SUPPLIED TEXT »
● ● ●

Tuesday, January 27, 2009

31 and holding - Birthday #1

Last weekend was birthday weekend for me, so I thought I'd share a few of the things we did.
First off was Friday night bingo and bowling. Seriously.

I had no idea that people still regularly played bingo. Our group of 12 got there late, dressed like freshmen in college (yes, that was the costume code), and struggled to find a seat quietly while trying to catch up on all the numbers we'd already missed on the first card.

Bingo lesson #1: You have to bring your own bingo marker. They charge $1.50 for them at the hall.

From 31st Birthday

Bingo Lesson #2: You apparently don't just have to get "bingo" anymore. For the first game, when we had no idea what was going on, RL got an actual bingo right away, and ran up to the front to show the lady calling the numbers. No bingo, you have to make the letter "P" on your card. The next one was a musical note or something. Confusing.

From 31st Birthday

Bingo Lesson #3: They kept saying something about a "pickle bar" and everyone in our group thought that meant there were actual pickles for sale. Pickles are actually like scratch tickets that you can buy for a dollar. Weird.

Bingo Lesson #4: You have to be very, very quiet. We actually got shushed once, even though I was very proud of my friends for keeping it to loud whispers. Apparently the two times the woman calls it, the video of the ball coming up, and the two boards that flash the number are not enough for the bingoers. Must have total silence.

From 31st Birthday

Bingo Lesson #5: The only people that win are the ones that have like a gazillion boards in front of them. We only had one board. None of us won. Not even Q, who had a lot.

From 31st Birthday

By the end, we were all ready to go (my friend Tim even said something like, "I think I'm dying a slow death" in the middle of a game). Off to the bowling alley next door! We magically got three lanes together, I was not the worst bowler, and there were cupcakes. Awesome.

From 31st Birthday

Sunday, January 11, 2009

Cold conversations

So somehow in the last few days I managed to get a cold. Yesterday I spent the majority of the day sitting on the couch, watching movies, and using more Kleenexes than I have used in all previous life colds combined. I filled up buckets of sopping wet tissues (seriously). RL just looked at me with feigned sympathy and said:
I wonder if you took all the snot you got rid of today and put it in a pool if you'd be able to swim in it.
Me: Ew. Probably not. Maybe Little could swim in it. I can imagine her doing the backstroke.
RL: Really? I imagine her as more of a front stroker.
Me: Meow! Stroke. Meow! Stroke.
(If only she knew the entertainment we got from imagining her doing ridiculous human things. Like swimming in snot.)

Later RL was playing with my belly button and was threatening to tickle me when I said:
Listen! I'm very vulnerable right now!

● ● ●

DATA LISTING »
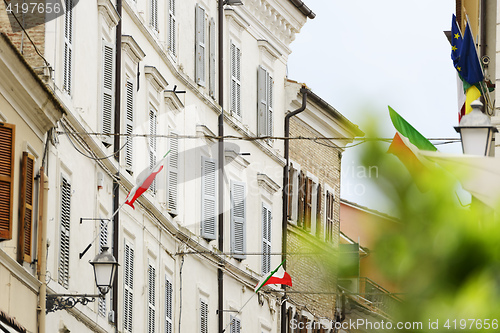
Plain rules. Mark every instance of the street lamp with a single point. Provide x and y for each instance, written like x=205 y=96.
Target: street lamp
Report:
x=104 y=271
x=476 y=131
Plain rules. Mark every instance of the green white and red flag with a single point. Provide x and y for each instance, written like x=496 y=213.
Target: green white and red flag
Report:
x=144 y=180
x=277 y=276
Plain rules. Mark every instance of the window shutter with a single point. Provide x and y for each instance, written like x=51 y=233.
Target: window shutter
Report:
x=26 y=207
x=238 y=217
x=203 y=316
x=152 y=145
x=128 y=277
x=212 y=60
x=200 y=45
x=173 y=173
x=7 y=144
x=153 y=14
x=168 y=306
x=151 y=298
x=235 y=325
x=68 y=46
x=208 y=198
x=129 y=125
x=235 y=91
x=266 y=238
x=172 y=39
x=107 y=91
x=63 y=278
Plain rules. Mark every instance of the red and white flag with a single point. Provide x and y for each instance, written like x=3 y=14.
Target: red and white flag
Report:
x=278 y=276
x=144 y=180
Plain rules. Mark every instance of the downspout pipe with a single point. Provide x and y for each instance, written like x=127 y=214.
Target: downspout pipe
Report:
x=304 y=91
x=116 y=187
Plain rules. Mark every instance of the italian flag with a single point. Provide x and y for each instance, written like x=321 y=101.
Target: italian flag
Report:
x=278 y=276
x=407 y=143
x=144 y=180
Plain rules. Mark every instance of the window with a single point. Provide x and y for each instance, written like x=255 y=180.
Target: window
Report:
x=235 y=325
x=203 y=316
x=329 y=216
x=168 y=306
x=173 y=173
x=107 y=100
x=152 y=144
x=208 y=198
x=68 y=46
x=64 y=239
x=128 y=277
x=235 y=88
x=151 y=298
x=265 y=103
x=129 y=125
x=7 y=144
x=238 y=216
x=172 y=39
x=266 y=238
x=200 y=45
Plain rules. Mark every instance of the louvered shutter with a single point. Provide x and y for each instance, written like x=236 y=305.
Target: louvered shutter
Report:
x=64 y=238
x=172 y=39
x=238 y=217
x=151 y=298
x=129 y=125
x=213 y=59
x=152 y=144
x=26 y=207
x=235 y=325
x=107 y=101
x=7 y=144
x=266 y=238
x=200 y=45
x=153 y=14
x=235 y=88
x=128 y=282
x=173 y=173
x=168 y=306
x=208 y=198
x=203 y=316
x=68 y=46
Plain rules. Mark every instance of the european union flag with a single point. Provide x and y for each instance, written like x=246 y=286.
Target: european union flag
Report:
x=456 y=40
x=467 y=64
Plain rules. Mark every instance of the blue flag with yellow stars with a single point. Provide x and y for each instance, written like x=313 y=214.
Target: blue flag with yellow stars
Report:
x=467 y=64
x=456 y=40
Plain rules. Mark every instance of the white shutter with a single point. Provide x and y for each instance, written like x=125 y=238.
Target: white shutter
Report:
x=169 y=323
x=235 y=325
x=235 y=89
x=107 y=100
x=266 y=239
x=129 y=125
x=208 y=198
x=153 y=14
x=128 y=282
x=152 y=145
x=151 y=298
x=212 y=60
x=68 y=46
x=172 y=39
x=203 y=316
x=63 y=277
x=173 y=173
x=238 y=216
x=200 y=45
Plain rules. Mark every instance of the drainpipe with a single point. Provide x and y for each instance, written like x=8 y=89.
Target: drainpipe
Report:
x=42 y=249
x=284 y=224
x=220 y=123
x=116 y=187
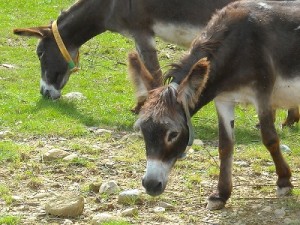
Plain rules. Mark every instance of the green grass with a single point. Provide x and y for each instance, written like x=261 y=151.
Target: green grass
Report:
x=26 y=116
x=9 y=220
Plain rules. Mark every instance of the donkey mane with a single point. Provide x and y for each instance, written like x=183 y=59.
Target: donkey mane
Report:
x=208 y=42
x=161 y=103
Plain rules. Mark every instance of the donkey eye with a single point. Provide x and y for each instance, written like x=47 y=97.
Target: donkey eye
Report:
x=40 y=55
x=172 y=136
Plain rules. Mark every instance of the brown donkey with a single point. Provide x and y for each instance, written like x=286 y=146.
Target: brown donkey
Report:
x=248 y=53
x=174 y=21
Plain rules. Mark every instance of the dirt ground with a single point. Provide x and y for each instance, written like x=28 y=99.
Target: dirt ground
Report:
x=119 y=156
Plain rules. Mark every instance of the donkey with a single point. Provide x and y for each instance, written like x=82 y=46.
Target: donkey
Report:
x=248 y=53
x=175 y=21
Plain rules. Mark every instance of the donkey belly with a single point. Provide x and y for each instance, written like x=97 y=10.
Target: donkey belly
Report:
x=286 y=93
x=177 y=33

● ● ●

WHAT TO DO »
Please copy the blog page word for word from "Last weekend was" to "the first card.". You can ignore the items.

EXERCISE SOLUTION »
Last weekend was birthday weekend for me, so I thought I'd share a few of the things we did.
First off was Friday night bingo and bowling. Seriously.

I had no idea that people still regularly played bingo. Our group of 12 got there late, dressed like freshmen in college (yes, that was the costume code), and struggled to find a seat quietly while trying to catch up on all the numbers we'd already missed on the first card.